= Entries shown =
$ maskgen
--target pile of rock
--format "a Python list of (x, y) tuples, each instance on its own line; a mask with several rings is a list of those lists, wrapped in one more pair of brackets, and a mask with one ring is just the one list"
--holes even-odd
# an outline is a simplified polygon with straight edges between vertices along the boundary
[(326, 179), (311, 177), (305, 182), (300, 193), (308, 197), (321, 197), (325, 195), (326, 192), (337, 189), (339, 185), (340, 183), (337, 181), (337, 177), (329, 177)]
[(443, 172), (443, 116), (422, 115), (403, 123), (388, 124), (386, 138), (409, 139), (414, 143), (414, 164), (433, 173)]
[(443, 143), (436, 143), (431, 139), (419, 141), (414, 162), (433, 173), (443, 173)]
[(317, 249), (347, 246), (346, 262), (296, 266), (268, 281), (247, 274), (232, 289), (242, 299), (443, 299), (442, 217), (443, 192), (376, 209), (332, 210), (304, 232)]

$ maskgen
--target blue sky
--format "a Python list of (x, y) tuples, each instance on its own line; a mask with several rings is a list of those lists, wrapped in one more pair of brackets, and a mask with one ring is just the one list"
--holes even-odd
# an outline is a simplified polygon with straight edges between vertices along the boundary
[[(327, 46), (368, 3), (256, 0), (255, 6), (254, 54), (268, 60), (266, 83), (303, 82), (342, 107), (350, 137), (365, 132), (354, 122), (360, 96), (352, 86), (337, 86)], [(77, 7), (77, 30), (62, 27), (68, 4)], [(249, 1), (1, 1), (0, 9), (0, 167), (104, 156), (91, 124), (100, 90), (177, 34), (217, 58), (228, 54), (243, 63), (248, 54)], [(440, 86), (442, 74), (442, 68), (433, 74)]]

= What is required =
Exactly as shown, output all of the material above.

= Result of the exercise =
$ maskgen
--target pile of rock
--format "a Python list of (x, y) tuples, each instance on its own line; a mask with several rings is a list of those lists, wrapped in one more pair of brackets, and a mask with one ring is just the one list"
--holes even-odd
# an outline is a simplified polygon with straight edges between vertices along the boundary
[(326, 179), (311, 177), (305, 182), (300, 193), (308, 197), (321, 197), (325, 195), (326, 192), (337, 189), (339, 185), (340, 183), (337, 181), (337, 177), (329, 177)]
[(443, 172), (443, 116), (422, 115), (403, 123), (388, 124), (386, 138), (409, 139), (414, 143), (414, 164), (433, 173)]
[(443, 143), (436, 143), (431, 139), (419, 141), (414, 162), (433, 173), (443, 173)]
[(317, 249), (347, 246), (346, 262), (296, 266), (268, 281), (247, 274), (232, 289), (242, 299), (443, 299), (442, 217), (443, 192), (376, 209), (332, 210), (304, 232)]

$ maskgen
--target blue sky
--format "a Python list of (x, y) tuples, each instance on its own line; a mask with several rings is a list of those lists, wrapped in one more pair of brackets, and a mask with one ring is just the one list"
--holes even-odd
# an outline is a simplified polygon with straight edges between vertices along the boundary
[[(327, 46), (368, 3), (256, 0), (255, 6), (254, 54), (268, 60), (266, 83), (303, 82), (342, 107), (350, 137), (365, 132), (354, 122), (360, 96), (352, 86), (337, 86)], [(77, 7), (77, 30), (62, 27), (68, 4)], [(249, 1), (1, 1), (0, 9), (0, 167), (104, 156), (91, 124), (100, 90), (177, 34), (217, 58), (228, 54), (243, 63), (248, 54)], [(440, 86), (442, 74), (442, 68), (433, 74)]]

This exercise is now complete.